**PROMPT:** List each line of the records below that contains the string "gray", and copy every such line in full.
+===+
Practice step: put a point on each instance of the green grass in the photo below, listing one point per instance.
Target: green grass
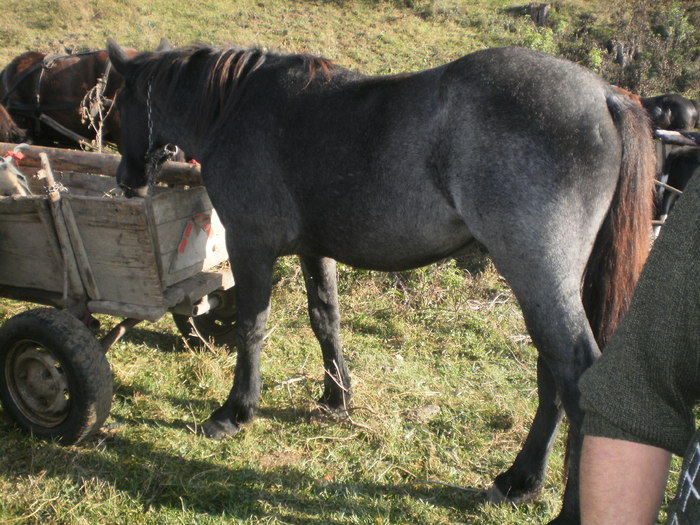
(443, 372)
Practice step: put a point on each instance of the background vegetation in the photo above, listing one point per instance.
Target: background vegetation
(443, 369)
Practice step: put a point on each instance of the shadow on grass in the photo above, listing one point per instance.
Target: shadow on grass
(162, 480)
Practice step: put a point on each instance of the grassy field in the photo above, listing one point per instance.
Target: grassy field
(443, 370)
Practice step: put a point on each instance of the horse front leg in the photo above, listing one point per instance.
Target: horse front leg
(253, 277)
(322, 293)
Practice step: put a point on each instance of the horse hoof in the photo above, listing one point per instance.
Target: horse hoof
(216, 429)
(494, 495)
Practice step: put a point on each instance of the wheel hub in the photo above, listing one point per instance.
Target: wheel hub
(38, 385)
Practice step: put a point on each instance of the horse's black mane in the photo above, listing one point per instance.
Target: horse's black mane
(212, 77)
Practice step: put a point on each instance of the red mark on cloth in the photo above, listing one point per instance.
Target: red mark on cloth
(202, 221)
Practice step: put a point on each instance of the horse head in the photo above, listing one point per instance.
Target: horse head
(142, 146)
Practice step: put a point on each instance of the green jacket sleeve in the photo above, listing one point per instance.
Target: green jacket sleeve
(644, 386)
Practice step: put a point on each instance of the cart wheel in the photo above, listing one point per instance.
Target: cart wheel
(55, 380)
(216, 326)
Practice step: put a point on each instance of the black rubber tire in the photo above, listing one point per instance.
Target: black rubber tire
(217, 326)
(55, 380)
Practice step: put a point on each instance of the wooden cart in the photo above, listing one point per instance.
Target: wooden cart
(79, 249)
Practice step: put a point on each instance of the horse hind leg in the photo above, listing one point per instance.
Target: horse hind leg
(550, 300)
(525, 478)
(324, 313)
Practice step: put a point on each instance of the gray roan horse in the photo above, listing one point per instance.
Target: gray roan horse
(534, 157)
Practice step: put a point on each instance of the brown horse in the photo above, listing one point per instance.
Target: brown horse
(64, 100)
(9, 131)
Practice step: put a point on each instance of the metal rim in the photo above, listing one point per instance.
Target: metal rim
(38, 384)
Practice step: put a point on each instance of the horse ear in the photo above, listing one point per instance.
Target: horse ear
(164, 45)
(120, 60)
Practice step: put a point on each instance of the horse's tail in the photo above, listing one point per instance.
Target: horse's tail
(624, 239)
(696, 103)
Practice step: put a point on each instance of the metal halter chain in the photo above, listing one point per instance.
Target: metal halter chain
(149, 112)
(155, 157)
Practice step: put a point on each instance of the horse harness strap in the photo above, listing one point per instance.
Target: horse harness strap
(37, 109)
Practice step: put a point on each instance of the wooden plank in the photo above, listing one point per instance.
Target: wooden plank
(149, 313)
(29, 253)
(117, 241)
(198, 286)
(84, 269)
(104, 163)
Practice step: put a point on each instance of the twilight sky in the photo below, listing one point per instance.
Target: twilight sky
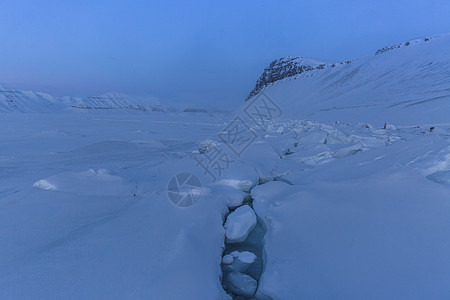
(200, 51)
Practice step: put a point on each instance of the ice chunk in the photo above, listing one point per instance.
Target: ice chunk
(227, 259)
(238, 261)
(240, 284)
(233, 197)
(239, 224)
(440, 177)
(45, 185)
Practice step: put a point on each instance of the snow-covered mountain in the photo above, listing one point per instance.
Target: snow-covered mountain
(411, 79)
(12, 100)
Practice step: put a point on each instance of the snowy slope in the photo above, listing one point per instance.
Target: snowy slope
(344, 210)
(406, 84)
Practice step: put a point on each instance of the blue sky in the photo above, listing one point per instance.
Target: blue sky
(193, 52)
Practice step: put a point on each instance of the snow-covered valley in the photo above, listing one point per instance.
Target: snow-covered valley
(343, 193)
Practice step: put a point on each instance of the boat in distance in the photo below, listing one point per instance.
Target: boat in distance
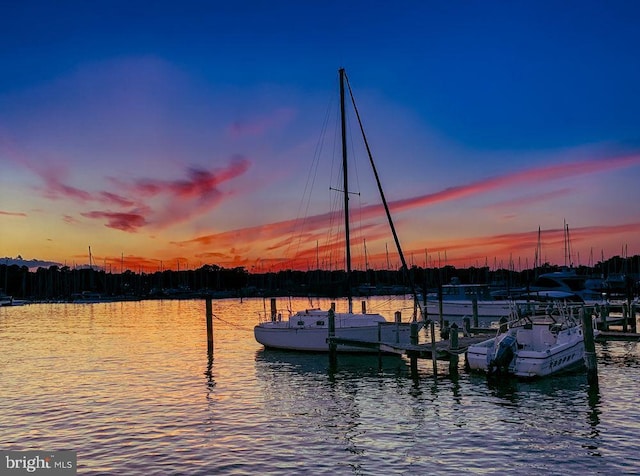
+===+
**EXERCISE SOLUTION:**
Practice step: put a point on each instance of the gray roan horse in the photo above, listing one point per instance.
Target: gray roan horse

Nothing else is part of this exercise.